The data:
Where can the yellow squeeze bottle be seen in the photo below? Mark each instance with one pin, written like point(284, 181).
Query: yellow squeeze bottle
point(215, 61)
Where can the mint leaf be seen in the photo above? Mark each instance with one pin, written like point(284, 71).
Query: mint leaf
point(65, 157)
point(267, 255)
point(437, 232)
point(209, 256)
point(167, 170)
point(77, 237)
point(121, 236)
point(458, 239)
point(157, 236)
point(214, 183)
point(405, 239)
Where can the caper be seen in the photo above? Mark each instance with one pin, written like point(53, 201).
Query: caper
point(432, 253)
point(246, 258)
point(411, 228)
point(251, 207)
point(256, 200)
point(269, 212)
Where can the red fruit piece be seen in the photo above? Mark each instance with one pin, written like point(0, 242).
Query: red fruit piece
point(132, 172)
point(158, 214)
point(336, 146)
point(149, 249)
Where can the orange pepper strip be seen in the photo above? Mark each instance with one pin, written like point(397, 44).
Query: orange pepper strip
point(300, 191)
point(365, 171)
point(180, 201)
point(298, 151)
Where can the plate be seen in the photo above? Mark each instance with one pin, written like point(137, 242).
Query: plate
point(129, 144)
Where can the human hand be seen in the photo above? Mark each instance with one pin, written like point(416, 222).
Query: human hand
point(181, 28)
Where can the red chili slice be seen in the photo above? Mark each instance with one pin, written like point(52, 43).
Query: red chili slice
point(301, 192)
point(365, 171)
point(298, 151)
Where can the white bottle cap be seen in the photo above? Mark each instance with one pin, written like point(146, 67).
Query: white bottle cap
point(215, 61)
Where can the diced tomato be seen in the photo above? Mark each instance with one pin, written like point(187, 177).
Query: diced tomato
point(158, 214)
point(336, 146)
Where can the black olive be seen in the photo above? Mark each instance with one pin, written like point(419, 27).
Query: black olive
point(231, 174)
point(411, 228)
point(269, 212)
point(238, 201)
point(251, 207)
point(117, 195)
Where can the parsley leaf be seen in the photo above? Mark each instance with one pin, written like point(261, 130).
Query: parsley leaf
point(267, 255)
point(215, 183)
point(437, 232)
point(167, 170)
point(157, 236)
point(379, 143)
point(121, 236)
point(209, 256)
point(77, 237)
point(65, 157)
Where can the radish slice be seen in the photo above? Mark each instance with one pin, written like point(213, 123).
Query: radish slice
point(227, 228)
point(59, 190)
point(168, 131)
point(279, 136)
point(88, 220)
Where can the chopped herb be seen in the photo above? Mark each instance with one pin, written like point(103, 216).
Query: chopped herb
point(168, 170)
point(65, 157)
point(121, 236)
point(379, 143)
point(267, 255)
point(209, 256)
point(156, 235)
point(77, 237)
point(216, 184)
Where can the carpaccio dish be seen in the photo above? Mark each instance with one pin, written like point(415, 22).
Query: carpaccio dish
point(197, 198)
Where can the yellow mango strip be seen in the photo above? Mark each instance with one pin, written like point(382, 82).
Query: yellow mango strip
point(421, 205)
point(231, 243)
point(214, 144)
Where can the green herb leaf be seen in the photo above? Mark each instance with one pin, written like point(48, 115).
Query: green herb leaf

Exercise brief: List each line of the entries that holds the string "green".

Your solution:
Where can the green herb leaf be seen in the photo above? Mark each instance with one pin, written like point(48, 115).
Query: green herb leaf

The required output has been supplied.